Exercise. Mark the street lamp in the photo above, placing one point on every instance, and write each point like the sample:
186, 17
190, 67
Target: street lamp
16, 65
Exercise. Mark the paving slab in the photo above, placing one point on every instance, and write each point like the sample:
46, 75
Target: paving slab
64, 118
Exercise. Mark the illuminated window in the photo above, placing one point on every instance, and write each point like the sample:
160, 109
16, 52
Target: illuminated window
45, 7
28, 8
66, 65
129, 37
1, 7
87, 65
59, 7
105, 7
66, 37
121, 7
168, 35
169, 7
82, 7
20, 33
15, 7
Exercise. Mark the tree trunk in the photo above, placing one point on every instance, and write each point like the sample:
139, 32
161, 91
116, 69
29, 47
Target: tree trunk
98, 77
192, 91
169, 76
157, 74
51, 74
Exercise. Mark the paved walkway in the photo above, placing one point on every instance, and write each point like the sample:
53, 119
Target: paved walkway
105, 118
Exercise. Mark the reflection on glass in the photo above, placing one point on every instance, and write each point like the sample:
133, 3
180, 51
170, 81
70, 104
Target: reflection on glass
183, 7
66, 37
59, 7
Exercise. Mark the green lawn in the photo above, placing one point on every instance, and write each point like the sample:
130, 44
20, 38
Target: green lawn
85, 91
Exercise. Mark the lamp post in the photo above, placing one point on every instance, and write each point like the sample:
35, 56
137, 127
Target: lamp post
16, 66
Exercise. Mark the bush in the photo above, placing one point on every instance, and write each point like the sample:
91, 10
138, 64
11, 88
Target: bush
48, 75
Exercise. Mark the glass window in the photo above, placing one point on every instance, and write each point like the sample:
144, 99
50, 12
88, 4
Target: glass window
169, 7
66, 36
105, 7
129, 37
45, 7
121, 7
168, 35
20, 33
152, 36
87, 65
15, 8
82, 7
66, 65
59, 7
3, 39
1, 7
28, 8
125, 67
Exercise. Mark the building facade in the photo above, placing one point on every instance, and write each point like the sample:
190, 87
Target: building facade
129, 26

▶ **Task to complete**: Arrange every line of the material above as a JSON list of strings, one string per line, leaving out blank lines.

▶ **Result of this task**:
[
  "Exercise. Mark the street lamp in the photo above, placing one point on every instance, and write each point like the sample:",
  "186, 17",
  "190, 67",
  "Target: street lamp",
  "16, 65",
  "Exercise. Mark the paving slab in the photo above, placing one point on every instance, and write each point like the sample:",
  "46, 75",
  "Target: paving slab",
  "64, 118",
  "Exercise. Mark the illuminated window in the photo above, placing one point on every instance, and write each point like the sample:",
  "160, 109",
  "16, 52",
  "Target: illuminated window",
  "45, 7",
  "28, 8",
  "66, 65",
  "129, 37",
  "1, 7",
  "87, 65",
  "59, 7",
  "105, 7",
  "66, 37",
  "121, 7",
  "168, 35",
  "169, 7",
  "82, 7",
  "20, 33",
  "15, 7",
  "Exercise. Mark the tree trunk in the photo above, placing one point on every instance, and write each point like the sample:",
  "139, 32",
  "161, 91",
  "116, 69",
  "29, 47",
  "Target: tree trunk",
  "98, 77",
  "192, 91",
  "169, 76",
  "157, 74",
  "51, 74",
  "Exercise. Mark the paved walkway in the photo above, placing one point on every instance, and write each point like the sample:",
  "53, 119",
  "Target: paved walkway",
  "105, 118",
  "Exercise. Mark the reflection on glass in the photo above, placing one point on every instance, and write each point like the sample:",
  "133, 3",
  "180, 51",
  "170, 81",
  "70, 104",
  "Target: reflection on glass",
  "183, 7",
  "66, 37",
  "59, 7",
  "Exercise. Mark the green lawn in the photo above, placing one point on every instance, and write each point like the sample:",
  "130, 44",
  "20, 38",
  "Target: green lawn",
  "85, 91",
  "Exercise. Mark the lamp post in the photo above, placing one point on every instance, and write each point like the sample:",
  "35, 56",
  "137, 127",
  "Target: lamp post",
  "16, 66",
  "Exercise. Mark the bush in the photo above, placing one point on every instance, and write each point like the sample:",
  "91, 10",
  "138, 64",
  "11, 88",
  "Target: bush",
  "48, 75",
  "Exercise. Mark the glass window in the photo above, placing one point on every instance, and write each point like the sample:",
  "144, 99",
  "50, 12",
  "88, 4",
  "Target: glass window",
  "169, 7",
  "66, 36",
  "105, 7",
  "129, 37",
  "45, 7",
  "121, 7",
  "168, 35",
  "20, 33",
  "152, 36",
  "87, 65",
  "15, 8",
  "82, 7",
  "66, 65",
  "59, 7",
  "3, 39",
  "1, 7",
  "28, 8",
  "125, 67",
  "Exercise. Mark the building facade in the photo above, placing one point on every instance, and write each point like the sample:",
  "190, 87",
  "Target: building facade",
  "129, 26"
]